"""

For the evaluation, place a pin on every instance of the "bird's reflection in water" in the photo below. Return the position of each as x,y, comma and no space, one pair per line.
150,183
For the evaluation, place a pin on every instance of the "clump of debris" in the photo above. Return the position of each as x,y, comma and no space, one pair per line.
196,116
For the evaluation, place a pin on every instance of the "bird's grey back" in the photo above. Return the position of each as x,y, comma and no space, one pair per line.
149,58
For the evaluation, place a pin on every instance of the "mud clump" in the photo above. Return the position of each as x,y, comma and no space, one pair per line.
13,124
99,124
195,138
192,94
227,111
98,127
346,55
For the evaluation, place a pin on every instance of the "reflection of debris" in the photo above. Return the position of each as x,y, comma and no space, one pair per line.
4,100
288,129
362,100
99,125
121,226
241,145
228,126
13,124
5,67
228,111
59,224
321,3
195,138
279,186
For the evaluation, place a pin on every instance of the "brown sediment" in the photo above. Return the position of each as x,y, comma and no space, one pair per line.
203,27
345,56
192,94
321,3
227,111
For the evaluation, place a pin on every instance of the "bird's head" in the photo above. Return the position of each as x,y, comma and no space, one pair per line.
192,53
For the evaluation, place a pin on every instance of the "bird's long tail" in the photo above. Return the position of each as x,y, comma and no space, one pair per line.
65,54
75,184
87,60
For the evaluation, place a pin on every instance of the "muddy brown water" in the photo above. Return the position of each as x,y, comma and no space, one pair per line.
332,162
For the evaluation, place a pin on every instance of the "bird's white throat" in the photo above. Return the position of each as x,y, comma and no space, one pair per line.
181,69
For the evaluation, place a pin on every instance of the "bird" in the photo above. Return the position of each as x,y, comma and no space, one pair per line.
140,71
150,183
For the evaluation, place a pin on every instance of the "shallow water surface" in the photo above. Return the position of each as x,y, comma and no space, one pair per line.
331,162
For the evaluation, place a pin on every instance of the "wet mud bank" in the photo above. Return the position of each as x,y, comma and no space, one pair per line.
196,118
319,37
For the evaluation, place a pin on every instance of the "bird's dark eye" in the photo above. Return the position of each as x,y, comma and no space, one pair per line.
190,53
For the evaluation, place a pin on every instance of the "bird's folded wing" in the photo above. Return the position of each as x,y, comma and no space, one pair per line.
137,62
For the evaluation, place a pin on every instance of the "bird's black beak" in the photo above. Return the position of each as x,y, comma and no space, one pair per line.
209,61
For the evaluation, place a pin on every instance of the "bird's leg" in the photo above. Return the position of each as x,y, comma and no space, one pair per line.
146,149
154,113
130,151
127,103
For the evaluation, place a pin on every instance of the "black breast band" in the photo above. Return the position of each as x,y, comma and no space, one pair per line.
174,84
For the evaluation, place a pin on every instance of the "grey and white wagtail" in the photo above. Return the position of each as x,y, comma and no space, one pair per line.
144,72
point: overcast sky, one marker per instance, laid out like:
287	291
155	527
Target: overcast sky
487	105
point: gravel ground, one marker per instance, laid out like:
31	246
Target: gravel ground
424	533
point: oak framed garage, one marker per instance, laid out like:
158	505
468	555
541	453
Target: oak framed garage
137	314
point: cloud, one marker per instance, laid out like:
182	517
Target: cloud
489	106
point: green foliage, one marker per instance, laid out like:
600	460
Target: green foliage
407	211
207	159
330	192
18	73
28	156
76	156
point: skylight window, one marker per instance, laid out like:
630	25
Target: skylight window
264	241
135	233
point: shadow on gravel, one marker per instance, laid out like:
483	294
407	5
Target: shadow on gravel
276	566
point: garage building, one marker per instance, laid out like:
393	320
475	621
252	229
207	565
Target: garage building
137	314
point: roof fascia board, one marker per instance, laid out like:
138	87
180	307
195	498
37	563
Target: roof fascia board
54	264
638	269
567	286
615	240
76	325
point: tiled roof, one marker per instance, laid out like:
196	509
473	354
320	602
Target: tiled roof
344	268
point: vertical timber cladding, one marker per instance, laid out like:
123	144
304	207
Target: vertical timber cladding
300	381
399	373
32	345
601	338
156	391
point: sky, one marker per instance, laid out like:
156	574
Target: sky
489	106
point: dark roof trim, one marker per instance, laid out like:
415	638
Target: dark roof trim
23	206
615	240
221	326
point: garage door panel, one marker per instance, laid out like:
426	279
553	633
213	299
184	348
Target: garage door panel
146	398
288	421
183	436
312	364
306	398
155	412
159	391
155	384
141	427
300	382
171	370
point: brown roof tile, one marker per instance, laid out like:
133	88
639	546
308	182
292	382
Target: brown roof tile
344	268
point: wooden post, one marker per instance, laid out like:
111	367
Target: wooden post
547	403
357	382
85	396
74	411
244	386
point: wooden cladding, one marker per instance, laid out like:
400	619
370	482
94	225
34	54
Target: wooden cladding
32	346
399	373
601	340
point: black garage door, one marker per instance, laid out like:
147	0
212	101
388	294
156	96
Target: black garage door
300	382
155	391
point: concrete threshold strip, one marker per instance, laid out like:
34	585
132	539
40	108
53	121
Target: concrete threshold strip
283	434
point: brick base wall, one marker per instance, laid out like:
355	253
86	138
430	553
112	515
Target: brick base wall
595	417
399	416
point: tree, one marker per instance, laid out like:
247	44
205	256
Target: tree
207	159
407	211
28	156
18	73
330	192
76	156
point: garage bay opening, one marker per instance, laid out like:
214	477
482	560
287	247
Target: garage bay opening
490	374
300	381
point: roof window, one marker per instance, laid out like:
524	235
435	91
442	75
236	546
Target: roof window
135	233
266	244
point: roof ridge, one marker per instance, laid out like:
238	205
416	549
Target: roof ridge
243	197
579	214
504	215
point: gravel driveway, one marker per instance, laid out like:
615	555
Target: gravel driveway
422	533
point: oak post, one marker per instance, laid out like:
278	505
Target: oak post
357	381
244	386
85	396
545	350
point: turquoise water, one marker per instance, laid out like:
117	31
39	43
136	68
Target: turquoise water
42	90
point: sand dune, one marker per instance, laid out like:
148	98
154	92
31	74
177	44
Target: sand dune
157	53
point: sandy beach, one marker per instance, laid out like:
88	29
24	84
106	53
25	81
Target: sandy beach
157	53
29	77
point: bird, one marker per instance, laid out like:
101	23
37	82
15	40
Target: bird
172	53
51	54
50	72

"""

Write out the material from the first line to the last, exactly.

ANSWER TO THIS PROBLEM >>
For the evaluation, place a pin on every instance of the "bird's reflection in water" in the photo below. Return the position of each as x,y, comma and no space, one pair per line.
150,183
For the evaluation, place a pin on every instance of the "clump of debris" in the photo above. Return the position of each as x,y, comma and no space, one pair per line.
196,116
For the evaluation, place a pin on every instance of the "bird's grey back" in the photo above. Return the position of each as x,y, comma and no space, one pair per line.
149,58
For the evaluation, place a pin on every instance of the "mud clump" in the photo above. Return the position of each as x,y, comma and no space, one pair per line.
13,124
99,124
195,138
192,94
227,111
98,127
346,55
For the evaluation, place a pin on every instance of the "reflection of debris" in the photo above. Return the position of each as x,y, comma and no space, one pair per line.
4,100
288,129
362,100
99,125
121,226
241,145
228,126
13,124
5,67
228,111
59,224
321,3
195,138
279,186
For the evaluation, place a pin on every instance of the "brown sediment" in the photo above. Return the position of each as x,y, comma and no space, one pair per line.
203,27
345,56
192,94
321,3
227,111
For the evaluation, place a pin on every instance of the "bird's head" in the photo above. Return the position of each as x,y, comma and no space, one pair per line.
192,53
For the evaluation, place a pin on every instance of the "bird's long tail" in the photo above. Return the position of each as x,y, comma and no space, one pair per line.
65,54
75,184
87,60
For the evaluation, place a pin on every instance of the "muddy brown water" in the photo above. Return the position of each as x,y, comma and no space, one pair per line.
332,162
For the evaluation, place a pin on every instance of the "bird's white throat" in the photo above. Return the position of each as x,y, comma and no space, one pair per line.
181,69
For the evaluation, place a pin on every instance of the "bird" in the photo above. Return the position of each as x,y, comma and no space, one pair per line.
140,71
150,183
For the evaluation, place a pin on every instance of the "shallow water surface" in the photo above. Return the position of each as x,y, comma and no space, one pair per line.
331,162
For the evaluation, place a pin on every instance of the "wet mud bank" in the photo above. Return the position of each as x,y, comma and no space, one pair per line.
196,118
319,37
For the evaluation, place a pin on every instance of the "bird's dark eye" in the photo above. Return the position of each as x,y, comma and no space, one pair per line.
190,53
For the evaluation, place a pin on every instance of the "bird's folded wing" in the photo above. Return the position of each as x,y, comma and no space, one pair per line.
137,62
For the evaluation, place a pin on every instance of the "bird's black beak" in the photo above. Return the position of each as x,y, comma and no space, one pair per line.
209,61
For the evaluation, place a pin on every instance of the "bird's leg" in the photo above. Return the position of each as x,y, comma and no space, one pair per line.
146,149
154,113
130,151
127,103
For the evaluation, place a pin on every instance of the "black breast band" in the photo above. Return the position of each as x,y, comma and no space, one pair per line.
174,84
For the evaluation, place a pin on every instance of the "grey and white wagtail" in the photo above. Return the position of each as x,y, comma and no space, one pair per line.
144,72
point: overcast sky, one marker per instance, laid out like:
287	291
155	527
Target: overcast sky
487	105
point: gravel ground, one marker per instance, laid out like:
31	246
Target: gravel ground
424	533
point: oak framed garage, one marker per instance, laid out like:
158	505
468	555
541	453
Target: oak framed garage
137	314
point: cloud, one marker per instance, laid out like:
182	517
Target: cloud
489	106
point: green foliage, one marker per instance, laid out like:
600	460
Target: green foliage
407	211
207	159
330	192
18	73
28	156
76	156
point: skylight window, one marker per instance, laid out like:
630	25
Target: skylight window
264	241
135	233
point: shadow on gravel, one marker per instance, laid out like:
483	294
407	5
Target: shadow on gravel
276	566
point: garage building, one marker per instance, laid out like:
393	320
475	621
252	229
207	565
Target: garage building
137	314
point: roof fascia board, one marker per instance, laid out like:
138	87
180	307
195	498
37	563
Target: roof fascia board
54	264
638	269
567	286
615	240
76	325
point: tiled roof, one marker per instance, laid out like:
196	509
473	354
320	602
Target: tiled roof
344	268
point: vertical timber cladding, one marker per instance, laid out like:
123	144
304	207
Target: vertical timber cladding
300	381
399	373
32	345
601	338
156	391
point: sky, one marker per instance, laid out like:
156	574
Target: sky
489	106
point: dark roof trim, one marker per instance, laid out like:
415	638
Target: dark roof trim
23	206
615	240
221	326
point: garage door panel, one marker per instance, laid out like:
426	279
553	633
213	299
184	348
Target: garage door panel
146	398
288	421
183	436
312	364
306	398
155	412
159	391
155	384
141	427
300	382
171	370
point: brown roof tile, one marker per instance, laid out like:
133	88
639	546
308	182
292	382
Target: brown roof tile
344	268
point: wooden post, one marker per instance, laid out like:
111	367
Target: wooden post
547	403
357	382
85	396
74	411
244	386
point: wooden cladding, one marker per instance, laid out like:
400	619
370	482
94	225
34	54
Target: wooden cladding
32	346
399	373
601	340
point: black garage door, one marker per instance, laid out like:
147	0
212	101
388	294
156	96
Target: black garage door
300	382
155	391
point: concrete threshold strip, one marker per instance, laid out like:
34	585
132	539
40	108
53	121
Target: concrete threshold strip
283	434
point: brick base wall, one marker per instance, laid out like:
355	253
86	138
430	553
112	515
Target: brick base wall
595	417
399	416
point: tree, one marker per instance, laid out like:
247	44
205	256
Target: tree
207	159
407	211
28	156
18	73
330	192
76	156
point: garage bay opening, one marker per instance, laid out like:
214	477
482	560
287	247
Target: garage bay opening
490	374
300	381
point: roof window, one marker per instance, laid out like:
524	235
435	91
442	75
236	546
Target: roof window
135	233
266	244
point: roof ridge, one marker per instance, laid out like:
238	205
416	549
Target: roof ridge
243	197
579	214
504	215
point: gravel driveway, one marker per instance, laid out like:
615	555
Target: gravel driveway
422	533
point: oak post, one marker per instance, laid out like:
278	505
Target: oak post
357	381
244	386
85	396
545	350
point: turquoise water, one marker per instance, laid out like:
117	31
39	43
136	68
Target: turquoise water
42	90
point: sand dune, one marker per instance, laid out like:
148	98
154	92
31	74
177	44
Target: sand dune
157	53
point: sandy beach, one marker per instance, laid out like:
88	29
24	84
106	53
25	81
Target: sandy beach
157	53
29	77
point: bird, one marker per instance, laid out like:
101	23
37	82
15	40
Target: bird
172	53
51	54
50	72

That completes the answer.